> _Problem to solve_: Below are records. Copy every line with "windmill" in it.

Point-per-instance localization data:
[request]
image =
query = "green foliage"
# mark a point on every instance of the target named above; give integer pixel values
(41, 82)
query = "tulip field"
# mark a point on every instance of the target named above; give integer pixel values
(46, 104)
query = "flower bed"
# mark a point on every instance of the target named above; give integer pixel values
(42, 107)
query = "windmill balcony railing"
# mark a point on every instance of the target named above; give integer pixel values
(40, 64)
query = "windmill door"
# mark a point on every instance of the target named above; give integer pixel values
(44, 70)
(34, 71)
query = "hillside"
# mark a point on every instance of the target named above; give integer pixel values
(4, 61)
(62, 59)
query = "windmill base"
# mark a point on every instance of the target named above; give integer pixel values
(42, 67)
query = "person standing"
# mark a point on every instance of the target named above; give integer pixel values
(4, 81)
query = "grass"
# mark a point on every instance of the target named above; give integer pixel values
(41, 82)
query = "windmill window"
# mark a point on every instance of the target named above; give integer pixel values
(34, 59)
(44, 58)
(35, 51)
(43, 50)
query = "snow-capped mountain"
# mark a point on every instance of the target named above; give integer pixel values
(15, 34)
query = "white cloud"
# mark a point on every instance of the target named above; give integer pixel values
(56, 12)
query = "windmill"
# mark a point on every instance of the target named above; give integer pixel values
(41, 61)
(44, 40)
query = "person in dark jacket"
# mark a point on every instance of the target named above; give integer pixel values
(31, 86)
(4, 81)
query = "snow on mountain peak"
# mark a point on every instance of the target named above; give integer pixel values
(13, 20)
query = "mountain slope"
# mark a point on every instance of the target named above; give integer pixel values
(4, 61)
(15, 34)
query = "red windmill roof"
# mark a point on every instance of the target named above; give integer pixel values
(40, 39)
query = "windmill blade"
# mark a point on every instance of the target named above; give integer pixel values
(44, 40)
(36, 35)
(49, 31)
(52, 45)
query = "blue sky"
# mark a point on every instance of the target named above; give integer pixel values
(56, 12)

==

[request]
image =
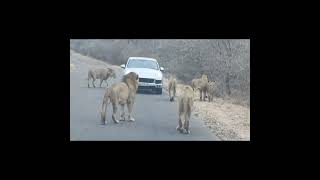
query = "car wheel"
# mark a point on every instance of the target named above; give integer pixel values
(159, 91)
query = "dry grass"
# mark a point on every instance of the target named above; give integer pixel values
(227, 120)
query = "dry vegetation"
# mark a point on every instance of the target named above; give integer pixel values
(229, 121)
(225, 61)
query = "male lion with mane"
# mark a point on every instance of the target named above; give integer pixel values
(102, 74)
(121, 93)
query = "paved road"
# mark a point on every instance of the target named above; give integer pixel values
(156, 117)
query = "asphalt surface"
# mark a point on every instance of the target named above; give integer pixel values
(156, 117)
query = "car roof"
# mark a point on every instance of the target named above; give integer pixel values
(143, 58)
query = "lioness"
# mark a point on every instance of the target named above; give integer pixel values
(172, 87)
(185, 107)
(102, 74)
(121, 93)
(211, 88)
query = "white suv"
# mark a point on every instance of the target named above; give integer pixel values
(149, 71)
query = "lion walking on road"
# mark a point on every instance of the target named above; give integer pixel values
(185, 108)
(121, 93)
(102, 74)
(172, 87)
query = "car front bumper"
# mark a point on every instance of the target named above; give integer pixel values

* * *

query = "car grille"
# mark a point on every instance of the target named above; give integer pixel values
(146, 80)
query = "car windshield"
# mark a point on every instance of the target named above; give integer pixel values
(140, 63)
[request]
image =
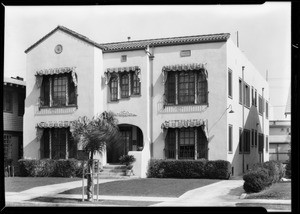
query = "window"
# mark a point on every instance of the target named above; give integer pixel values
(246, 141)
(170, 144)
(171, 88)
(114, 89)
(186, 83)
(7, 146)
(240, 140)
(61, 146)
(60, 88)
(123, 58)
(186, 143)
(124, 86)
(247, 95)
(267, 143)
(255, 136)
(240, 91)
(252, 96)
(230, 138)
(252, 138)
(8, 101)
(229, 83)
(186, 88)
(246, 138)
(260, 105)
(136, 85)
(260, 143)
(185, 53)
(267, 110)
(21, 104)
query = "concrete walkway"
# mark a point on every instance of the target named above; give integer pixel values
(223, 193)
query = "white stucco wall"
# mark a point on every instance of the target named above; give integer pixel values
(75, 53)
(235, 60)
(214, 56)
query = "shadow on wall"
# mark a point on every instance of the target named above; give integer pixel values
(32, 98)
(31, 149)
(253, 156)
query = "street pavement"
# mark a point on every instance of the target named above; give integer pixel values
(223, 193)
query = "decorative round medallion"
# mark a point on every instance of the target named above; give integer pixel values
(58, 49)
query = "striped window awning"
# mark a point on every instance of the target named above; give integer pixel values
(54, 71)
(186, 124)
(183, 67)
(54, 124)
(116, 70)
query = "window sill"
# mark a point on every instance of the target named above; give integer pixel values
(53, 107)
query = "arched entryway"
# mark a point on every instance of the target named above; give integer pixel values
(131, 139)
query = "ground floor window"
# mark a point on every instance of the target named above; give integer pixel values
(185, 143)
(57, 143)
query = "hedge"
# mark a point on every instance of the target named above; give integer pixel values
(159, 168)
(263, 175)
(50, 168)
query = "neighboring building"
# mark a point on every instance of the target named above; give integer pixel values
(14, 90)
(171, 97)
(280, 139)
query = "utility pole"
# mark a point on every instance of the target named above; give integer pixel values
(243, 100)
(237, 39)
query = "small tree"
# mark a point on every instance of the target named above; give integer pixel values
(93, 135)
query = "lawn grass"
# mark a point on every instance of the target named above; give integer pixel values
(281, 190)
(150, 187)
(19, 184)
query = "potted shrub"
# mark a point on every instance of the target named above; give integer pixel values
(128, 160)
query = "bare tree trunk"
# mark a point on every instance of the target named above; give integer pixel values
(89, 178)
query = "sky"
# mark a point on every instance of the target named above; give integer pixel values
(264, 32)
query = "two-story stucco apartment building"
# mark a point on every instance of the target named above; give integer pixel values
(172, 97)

> _Your response_:
query = "windmill balcony railing"
query = "windmill door"
query = "windmill base"
query = "windmill window"
query = "windmill"
query = "red windmill roof"
query = "windmill blade"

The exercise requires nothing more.